## Given task:
Transcribe the entries word for word, from their first line through the line holding "point(891, 622)", inclusive.

_ _ _

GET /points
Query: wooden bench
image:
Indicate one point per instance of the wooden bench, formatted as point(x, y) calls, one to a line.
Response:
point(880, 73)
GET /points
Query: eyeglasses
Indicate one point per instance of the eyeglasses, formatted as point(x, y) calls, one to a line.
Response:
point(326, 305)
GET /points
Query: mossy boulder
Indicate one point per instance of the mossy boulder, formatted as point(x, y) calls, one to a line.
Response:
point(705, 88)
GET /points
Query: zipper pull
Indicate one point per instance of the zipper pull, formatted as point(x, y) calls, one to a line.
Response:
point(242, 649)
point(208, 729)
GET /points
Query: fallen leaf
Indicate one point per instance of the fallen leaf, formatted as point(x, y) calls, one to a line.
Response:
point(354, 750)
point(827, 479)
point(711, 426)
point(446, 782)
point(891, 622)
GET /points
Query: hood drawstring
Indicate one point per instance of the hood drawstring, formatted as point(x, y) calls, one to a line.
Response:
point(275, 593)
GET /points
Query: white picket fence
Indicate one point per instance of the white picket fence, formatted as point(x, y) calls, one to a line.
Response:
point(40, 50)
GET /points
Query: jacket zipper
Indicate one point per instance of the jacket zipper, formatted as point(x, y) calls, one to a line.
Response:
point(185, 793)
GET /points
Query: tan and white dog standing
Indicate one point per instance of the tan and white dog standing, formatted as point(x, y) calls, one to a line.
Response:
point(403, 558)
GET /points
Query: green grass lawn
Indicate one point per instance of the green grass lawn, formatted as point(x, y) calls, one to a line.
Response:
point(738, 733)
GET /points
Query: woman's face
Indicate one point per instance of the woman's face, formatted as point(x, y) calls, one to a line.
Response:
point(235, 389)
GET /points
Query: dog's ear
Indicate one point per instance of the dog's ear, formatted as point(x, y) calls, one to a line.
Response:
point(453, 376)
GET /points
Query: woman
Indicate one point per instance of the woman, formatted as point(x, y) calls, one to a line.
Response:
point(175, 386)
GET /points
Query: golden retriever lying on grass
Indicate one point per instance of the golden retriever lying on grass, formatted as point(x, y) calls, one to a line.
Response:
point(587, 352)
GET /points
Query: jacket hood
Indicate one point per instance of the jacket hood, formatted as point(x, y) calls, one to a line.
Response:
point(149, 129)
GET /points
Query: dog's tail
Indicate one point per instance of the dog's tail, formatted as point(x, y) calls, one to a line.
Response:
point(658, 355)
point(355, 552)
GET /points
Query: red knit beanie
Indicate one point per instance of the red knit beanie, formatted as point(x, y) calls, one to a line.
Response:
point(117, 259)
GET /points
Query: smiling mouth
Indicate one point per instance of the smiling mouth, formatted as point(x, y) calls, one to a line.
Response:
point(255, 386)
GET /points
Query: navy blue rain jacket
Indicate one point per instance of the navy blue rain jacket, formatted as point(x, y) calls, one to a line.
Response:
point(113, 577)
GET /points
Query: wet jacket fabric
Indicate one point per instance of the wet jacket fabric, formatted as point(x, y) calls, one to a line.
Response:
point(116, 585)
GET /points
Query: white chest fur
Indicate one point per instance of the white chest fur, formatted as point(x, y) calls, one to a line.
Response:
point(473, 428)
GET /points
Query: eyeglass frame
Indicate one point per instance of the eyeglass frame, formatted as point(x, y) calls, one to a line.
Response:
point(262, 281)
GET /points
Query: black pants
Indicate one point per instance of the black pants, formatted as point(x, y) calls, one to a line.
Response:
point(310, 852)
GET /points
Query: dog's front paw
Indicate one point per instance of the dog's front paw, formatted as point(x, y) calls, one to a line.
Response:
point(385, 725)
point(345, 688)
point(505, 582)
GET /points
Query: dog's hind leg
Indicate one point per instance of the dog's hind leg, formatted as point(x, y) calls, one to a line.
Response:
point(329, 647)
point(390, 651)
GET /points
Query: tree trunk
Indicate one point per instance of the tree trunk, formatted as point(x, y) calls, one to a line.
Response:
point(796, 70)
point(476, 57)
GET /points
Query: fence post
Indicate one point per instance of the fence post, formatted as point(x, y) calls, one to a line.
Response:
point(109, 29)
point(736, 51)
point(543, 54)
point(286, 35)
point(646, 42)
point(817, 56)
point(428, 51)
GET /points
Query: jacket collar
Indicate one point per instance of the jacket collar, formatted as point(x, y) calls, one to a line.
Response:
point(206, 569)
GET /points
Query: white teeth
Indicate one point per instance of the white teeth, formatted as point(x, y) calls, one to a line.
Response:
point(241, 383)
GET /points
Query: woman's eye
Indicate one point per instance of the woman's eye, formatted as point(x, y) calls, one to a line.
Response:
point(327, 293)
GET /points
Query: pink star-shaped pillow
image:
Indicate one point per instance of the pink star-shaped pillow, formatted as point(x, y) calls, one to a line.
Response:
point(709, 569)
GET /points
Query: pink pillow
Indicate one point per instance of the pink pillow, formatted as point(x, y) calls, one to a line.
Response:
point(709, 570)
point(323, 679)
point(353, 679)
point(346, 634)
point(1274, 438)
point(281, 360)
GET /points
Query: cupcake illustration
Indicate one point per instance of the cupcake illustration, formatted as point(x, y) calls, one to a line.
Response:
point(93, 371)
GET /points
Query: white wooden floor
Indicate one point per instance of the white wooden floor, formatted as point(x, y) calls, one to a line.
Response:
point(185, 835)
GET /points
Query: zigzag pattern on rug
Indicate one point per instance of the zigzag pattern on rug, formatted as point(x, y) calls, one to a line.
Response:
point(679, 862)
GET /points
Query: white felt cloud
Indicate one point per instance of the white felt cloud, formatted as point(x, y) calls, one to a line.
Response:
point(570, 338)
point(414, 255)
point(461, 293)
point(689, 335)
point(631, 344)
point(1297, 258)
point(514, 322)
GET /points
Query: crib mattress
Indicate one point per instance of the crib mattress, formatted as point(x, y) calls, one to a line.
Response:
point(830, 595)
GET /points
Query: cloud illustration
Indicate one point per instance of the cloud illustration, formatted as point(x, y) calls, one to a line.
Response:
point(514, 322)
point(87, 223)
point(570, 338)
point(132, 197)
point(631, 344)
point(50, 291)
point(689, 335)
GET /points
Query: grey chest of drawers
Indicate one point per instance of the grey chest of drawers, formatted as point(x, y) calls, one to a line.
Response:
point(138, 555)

_ _ _

## Solution for this task:
GET /points
Query: wooden bench
image:
Indicate one point per instance of the wooden bench, formatted as point(x, y) calls, one to a line.
Response:
point(880, 73)
GET /points
Query: eyeglasses
Indicate one point per instance of the eyeglasses, formatted as point(x, y) calls, one to a line.
Response:
point(326, 305)
GET /points
Query: mossy boulder
Indicate one point per instance of the mossy boulder, formatted as point(x, y) calls, one to a line.
Response:
point(705, 88)
GET /points
Query: zipper pull
Indicate one point per instance of the zipper pull, formatted as point(x, y) calls, one to a line.
Response:
point(242, 649)
point(208, 729)
GET /points
Query: fallen leaf
Indicate one point per instance of the fallen leaf, formatted as point(x, y) calls, one to a line.
Response:
point(354, 750)
point(827, 479)
point(711, 426)
point(446, 782)
point(891, 622)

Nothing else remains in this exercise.